Exercise: In the data that follows, find the line containing "Pin the man's neck, one"; then quote that line and every line after it, exactly, through the last one.

━━━ Given records

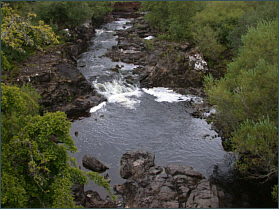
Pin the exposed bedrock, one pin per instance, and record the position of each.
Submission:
(173, 186)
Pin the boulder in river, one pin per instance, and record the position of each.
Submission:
(93, 164)
(90, 199)
(173, 186)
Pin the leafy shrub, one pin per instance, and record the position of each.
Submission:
(173, 17)
(264, 10)
(212, 25)
(256, 144)
(36, 170)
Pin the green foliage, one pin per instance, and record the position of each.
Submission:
(17, 31)
(249, 89)
(247, 102)
(274, 193)
(264, 10)
(257, 144)
(173, 17)
(66, 14)
(212, 25)
(70, 14)
(19, 37)
(5, 65)
(36, 170)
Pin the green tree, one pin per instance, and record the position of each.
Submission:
(212, 25)
(66, 14)
(18, 33)
(263, 10)
(247, 102)
(173, 17)
(36, 170)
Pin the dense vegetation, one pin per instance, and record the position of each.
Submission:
(30, 26)
(242, 36)
(36, 170)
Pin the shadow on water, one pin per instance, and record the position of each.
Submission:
(133, 118)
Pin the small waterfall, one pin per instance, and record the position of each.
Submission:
(119, 91)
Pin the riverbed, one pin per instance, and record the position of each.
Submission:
(132, 118)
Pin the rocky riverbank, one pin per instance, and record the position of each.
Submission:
(54, 74)
(173, 186)
(162, 63)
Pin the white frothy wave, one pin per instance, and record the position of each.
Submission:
(167, 95)
(98, 107)
(119, 92)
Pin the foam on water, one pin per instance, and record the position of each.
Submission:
(118, 91)
(98, 107)
(167, 95)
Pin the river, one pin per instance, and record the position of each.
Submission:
(134, 118)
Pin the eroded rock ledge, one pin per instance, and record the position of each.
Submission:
(173, 186)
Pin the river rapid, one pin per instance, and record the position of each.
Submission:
(134, 118)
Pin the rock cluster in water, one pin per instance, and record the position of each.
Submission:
(90, 199)
(93, 164)
(162, 63)
(173, 186)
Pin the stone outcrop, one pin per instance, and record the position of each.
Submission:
(173, 186)
(55, 76)
(162, 63)
(90, 199)
(93, 164)
(130, 6)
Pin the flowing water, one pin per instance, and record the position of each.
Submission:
(134, 118)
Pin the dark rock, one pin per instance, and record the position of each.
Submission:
(174, 186)
(134, 163)
(93, 164)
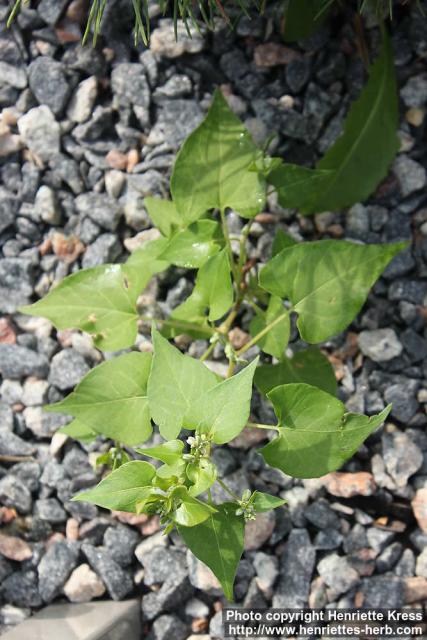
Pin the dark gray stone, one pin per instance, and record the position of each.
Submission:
(16, 283)
(100, 208)
(105, 249)
(389, 557)
(50, 509)
(55, 567)
(129, 85)
(118, 582)
(161, 563)
(67, 369)
(49, 84)
(380, 345)
(296, 568)
(337, 573)
(321, 515)
(328, 539)
(168, 626)
(13, 445)
(18, 362)
(28, 472)
(402, 457)
(409, 290)
(14, 493)
(402, 396)
(51, 10)
(121, 542)
(21, 589)
(382, 591)
(176, 120)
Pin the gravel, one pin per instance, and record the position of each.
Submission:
(92, 133)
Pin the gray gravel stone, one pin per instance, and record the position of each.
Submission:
(403, 398)
(161, 563)
(129, 85)
(16, 283)
(82, 101)
(100, 208)
(48, 83)
(50, 509)
(421, 565)
(55, 567)
(388, 558)
(296, 568)
(67, 369)
(28, 472)
(411, 175)
(168, 626)
(40, 132)
(121, 542)
(382, 591)
(118, 582)
(380, 345)
(105, 249)
(14, 493)
(321, 515)
(21, 589)
(414, 93)
(13, 445)
(337, 573)
(175, 121)
(165, 44)
(402, 457)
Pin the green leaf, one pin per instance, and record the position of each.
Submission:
(99, 301)
(212, 168)
(309, 366)
(202, 476)
(223, 411)
(77, 430)
(123, 488)
(362, 155)
(218, 542)
(214, 285)
(265, 502)
(169, 452)
(112, 399)
(164, 215)
(191, 512)
(298, 187)
(281, 241)
(276, 340)
(327, 282)
(316, 436)
(175, 384)
(191, 247)
(144, 263)
(304, 17)
(212, 292)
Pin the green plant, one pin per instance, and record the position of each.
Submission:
(323, 283)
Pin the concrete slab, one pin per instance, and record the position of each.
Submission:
(104, 620)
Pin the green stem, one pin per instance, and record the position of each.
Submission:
(228, 490)
(208, 352)
(258, 425)
(262, 333)
(228, 243)
(180, 325)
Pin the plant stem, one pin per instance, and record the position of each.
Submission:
(262, 333)
(207, 353)
(228, 243)
(228, 490)
(180, 325)
(258, 425)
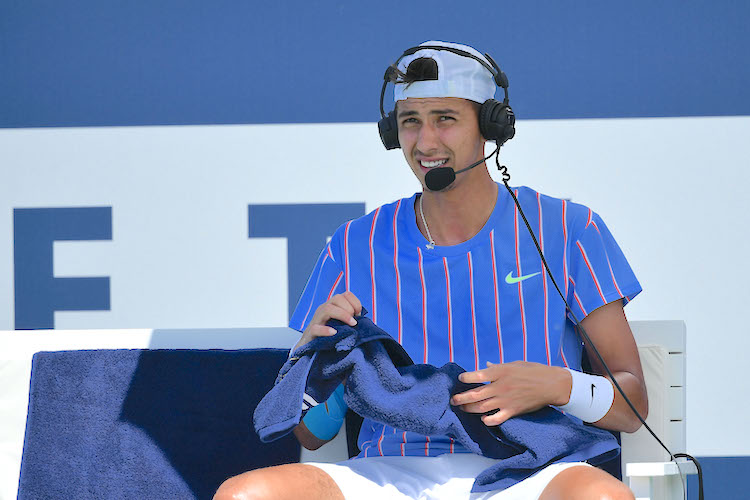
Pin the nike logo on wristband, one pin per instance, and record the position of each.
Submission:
(509, 279)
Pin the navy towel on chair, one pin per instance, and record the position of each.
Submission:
(145, 423)
(383, 384)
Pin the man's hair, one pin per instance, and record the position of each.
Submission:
(419, 70)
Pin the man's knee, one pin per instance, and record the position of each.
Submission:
(608, 490)
(586, 483)
(280, 482)
(253, 485)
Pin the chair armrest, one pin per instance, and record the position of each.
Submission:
(657, 469)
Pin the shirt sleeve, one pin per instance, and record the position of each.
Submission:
(599, 272)
(325, 281)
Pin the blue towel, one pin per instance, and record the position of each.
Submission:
(382, 383)
(132, 424)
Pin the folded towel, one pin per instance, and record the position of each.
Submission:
(134, 424)
(382, 383)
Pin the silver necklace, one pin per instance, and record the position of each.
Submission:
(431, 244)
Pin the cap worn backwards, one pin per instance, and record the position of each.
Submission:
(458, 76)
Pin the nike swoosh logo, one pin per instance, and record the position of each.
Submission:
(511, 280)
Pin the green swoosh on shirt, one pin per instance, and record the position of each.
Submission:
(511, 280)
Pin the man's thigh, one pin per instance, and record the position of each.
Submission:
(434, 478)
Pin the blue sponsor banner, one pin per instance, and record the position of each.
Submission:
(307, 228)
(93, 63)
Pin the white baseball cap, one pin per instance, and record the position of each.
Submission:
(458, 76)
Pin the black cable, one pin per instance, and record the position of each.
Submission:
(587, 340)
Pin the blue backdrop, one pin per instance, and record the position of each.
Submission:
(94, 62)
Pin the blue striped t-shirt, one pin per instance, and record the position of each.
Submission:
(464, 303)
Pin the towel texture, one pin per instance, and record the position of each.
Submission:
(382, 383)
(133, 424)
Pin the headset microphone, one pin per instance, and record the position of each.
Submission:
(440, 178)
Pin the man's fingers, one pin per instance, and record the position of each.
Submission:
(471, 396)
(353, 301)
(343, 304)
(322, 331)
(329, 310)
(489, 374)
(496, 418)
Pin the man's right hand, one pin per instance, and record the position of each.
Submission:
(342, 307)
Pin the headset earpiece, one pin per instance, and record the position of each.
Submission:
(388, 128)
(497, 121)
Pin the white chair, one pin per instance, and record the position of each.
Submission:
(646, 465)
(647, 469)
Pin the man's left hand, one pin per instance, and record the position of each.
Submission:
(513, 389)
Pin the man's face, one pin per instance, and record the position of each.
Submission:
(439, 132)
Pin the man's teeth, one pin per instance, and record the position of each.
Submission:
(432, 164)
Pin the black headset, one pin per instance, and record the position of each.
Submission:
(496, 119)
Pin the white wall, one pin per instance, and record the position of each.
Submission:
(670, 189)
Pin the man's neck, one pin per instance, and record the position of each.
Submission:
(456, 215)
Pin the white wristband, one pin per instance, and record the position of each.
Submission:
(591, 396)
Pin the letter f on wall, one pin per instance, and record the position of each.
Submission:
(38, 294)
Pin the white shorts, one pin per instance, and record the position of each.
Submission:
(448, 476)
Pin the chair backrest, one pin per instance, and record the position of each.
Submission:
(661, 345)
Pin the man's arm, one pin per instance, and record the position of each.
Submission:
(610, 332)
(522, 387)
(342, 307)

━━━━━━

Answer to the task:
Pin the man's neck, one pin per instance, and record the position of each.
Submission:
(456, 215)
Pin the white wristband, one pin per instance, and record the position of each.
Submission:
(591, 396)
Pin the letter f on wall, one pin per instance, and record the position of each.
Submission:
(38, 294)
Pin the white shorts, one pin per instance, and record the position of each.
Submission:
(448, 476)
Pin the chair backrest, one pin per instance, and record the position of each.
Submission:
(661, 345)
Pin the man's arm, one pin per instance, and record the position of each.
Submission:
(610, 332)
(522, 387)
(342, 307)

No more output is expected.